(Pointing dataset excerpts)
= = = = =

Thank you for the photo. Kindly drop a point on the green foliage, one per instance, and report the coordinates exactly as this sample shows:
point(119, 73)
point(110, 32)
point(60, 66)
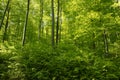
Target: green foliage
point(88, 49)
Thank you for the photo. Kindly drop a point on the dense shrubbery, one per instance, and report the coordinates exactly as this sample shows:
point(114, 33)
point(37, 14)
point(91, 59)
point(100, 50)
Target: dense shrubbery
point(44, 63)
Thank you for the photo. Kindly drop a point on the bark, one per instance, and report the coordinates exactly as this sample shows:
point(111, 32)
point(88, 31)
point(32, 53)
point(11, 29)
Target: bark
point(57, 26)
point(105, 43)
point(41, 19)
point(60, 25)
point(53, 22)
point(25, 25)
point(4, 13)
point(5, 37)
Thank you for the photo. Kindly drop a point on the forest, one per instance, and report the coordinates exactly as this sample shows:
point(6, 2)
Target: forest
point(59, 39)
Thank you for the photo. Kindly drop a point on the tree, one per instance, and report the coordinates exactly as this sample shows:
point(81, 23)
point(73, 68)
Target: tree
point(53, 22)
point(25, 25)
point(57, 26)
point(7, 6)
point(5, 36)
point(40, 29)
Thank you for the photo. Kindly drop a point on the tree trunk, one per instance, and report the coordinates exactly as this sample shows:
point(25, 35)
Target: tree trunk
point(4, 13)
point(57, 26)
point(5, 36)
point(53, 22)
point(106, 49)
point(25, 25)
point(41, 19)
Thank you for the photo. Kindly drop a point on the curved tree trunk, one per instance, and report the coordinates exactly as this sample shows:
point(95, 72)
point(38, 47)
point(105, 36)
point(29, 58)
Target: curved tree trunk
point(25, 25)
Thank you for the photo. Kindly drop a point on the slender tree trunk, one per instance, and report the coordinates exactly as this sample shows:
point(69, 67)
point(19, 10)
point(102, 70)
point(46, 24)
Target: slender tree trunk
point(41, 19)
point(4, 13)
point(5, 37)
point(25, 25)
point(105, 43)
point(94, 45)
point(57, 26)
point(60, 27)
point(53, 22)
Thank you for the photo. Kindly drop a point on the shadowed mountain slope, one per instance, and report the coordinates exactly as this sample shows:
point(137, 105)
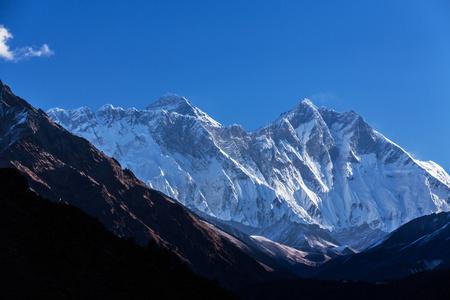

= = = = =

## TASK
Rewrite all of the items above with every "sample" changed to "example" and nothing else altered, omitting the pictures.

## TASK RESULT
Thank you for the photo. Kindly drop a point on the green foliage, one per instance, and report the coordinates exactly as this example shows:
point(119, 73)
point(110, 32)
point(60, 66)
Target: green foliage
point(88, 49)
Thank you for the photo. Kindly drop a point on the dense shrubbery, one per instance, and report the coordinates exactly as this example shows:
point(114, 33)
point(37, 14)
point(91, 59)
point(100, 50)
Target: dense shrubbery
point(44, 63)
Thank you for the photo. Kindly drop a point on the bark, one per instance, and report the coordinates exactly as this example shows:
point(111, 32)
point(88, 31)
point(32, 53)
point(11, 29)
Target: bark
point(57, 26)
point(105, 43)
point(41, 19)
point(60, 25)
point(53, 22)
point(25, 25)
point(4, 13)
point(5, 37)
Thank you for the photo. Kindly drop a point on the forest, one per instance, and report the coordinates exactly as this example shows:
point(6, 2)
Target: forest
point(59, 39)
Thank you for the photo. Kindly drop a point on the tree, one per instance, and report the coordinates exactly as this example shows:
point(81, 23)
point(73, 68)
Target: tree
point(53, 22)
point(25, 25)
point(57, 26)
point(7, 6)
point(5, 36)
point(40, 29)
Thank you for the photo. Kindly drop a point on the tree trunk, one per instance, and report the coordinates exactly as this example shows:
point(25, 35)
Target: tree trunk
point(4, 13)
point(57, 26)
point(5, 36)
point(53, 22)
point(106, 49)
point(25, 25)
point(41, 19)
Thank you for the photo. Kindly drop a point on the curved tree trunk, one per instance, and report the coordinates exactly as this example shows:
point(95, 72)
point(38, 47)
point(105, 36)
point(29, 58)
Target: curved tree trunk
point(25, 25)
Thank you for the photo. Kindly drop a point on the slender tree trunk, one per instance, and report the coordinates exactly as this example shows:
point(69, 67)
point(19, 10)
point(102, 70)
point(46, 24)
Target: slender tree trunk
point(41, 19)
point(4, 13)
point(5, 37)
point(25, 25)
point(105, 43)
point(94, 45)
point(57, 26)
point(60, 27)
point(53, 22)
Thank you for the photo. Kindly drop a point on the shadowed mountain slope, one per instance, and report the coordinates exactly as this example shows:
point(137, 105)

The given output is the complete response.